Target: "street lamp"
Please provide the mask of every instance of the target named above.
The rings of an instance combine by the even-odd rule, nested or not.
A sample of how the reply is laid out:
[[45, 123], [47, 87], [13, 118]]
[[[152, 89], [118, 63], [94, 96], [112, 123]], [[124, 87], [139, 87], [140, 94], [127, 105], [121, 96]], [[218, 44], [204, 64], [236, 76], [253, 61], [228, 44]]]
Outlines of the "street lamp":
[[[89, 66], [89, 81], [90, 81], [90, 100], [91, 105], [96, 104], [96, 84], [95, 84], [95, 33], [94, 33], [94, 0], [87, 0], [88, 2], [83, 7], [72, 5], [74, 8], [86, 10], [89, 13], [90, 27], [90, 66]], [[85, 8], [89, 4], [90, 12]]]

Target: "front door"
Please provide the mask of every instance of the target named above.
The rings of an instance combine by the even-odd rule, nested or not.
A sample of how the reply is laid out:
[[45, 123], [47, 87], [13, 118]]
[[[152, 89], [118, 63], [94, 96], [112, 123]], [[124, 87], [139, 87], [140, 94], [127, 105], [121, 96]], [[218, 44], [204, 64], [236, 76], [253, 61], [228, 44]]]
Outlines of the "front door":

====

* TASK *
Turn every line of the data above into a numbered list, skipping blank lines.

* FULL ANSWER *
1. Target: "street lamp"
2. Please provide the mask of every instance of the target named above.
3. The rings of an instance combine by the even-odd rule, nested or not.
4. A sample of how the reply is laid out:
5. [[45, 123], [47, 87], [13, 118]]
6. [[[152, 89], [118, 63], [94, 96], [112, 123]], [[124, 87], [139, 87], [140, 94], [127, 105], [121, 96]], [[218, 44], [204, 64], [236, 76], [253, 61], [228, 44]]]
7. Outlines of the "street lamp":
8. [[[89, 66], [89, 81], [90, 81], [90, 100], [91, 105], [96, 104], [96, 84], [95, 84], [95, 33], [94, 33], [94, 0], [87, 0], [88, 2], [83, 7], [72, 5], [74, 8], [86, 10], [89, 13], [90, 27], [90, 66]], [[85, 8], [89, 4], [90, 12]]]
9. Target: "front door"
10. Please provide the mask of every instance of the target named above.
11. The rings of an instance combine by the even-odd rule, nested or not.
12. A sample of how the reply is laid out:
13. [[45, 123], [47, 87], [13, 118]]
14. [[[152, 89], [118, 63], [94, 96], [112, 123]], [[124, 87], [139, 87], [140, 94], [127, 105], [121, 96]], [[218, 44], [204, 64], [236, 76], [253, 61], [228, 44]]]
15. Outlines of the "front door":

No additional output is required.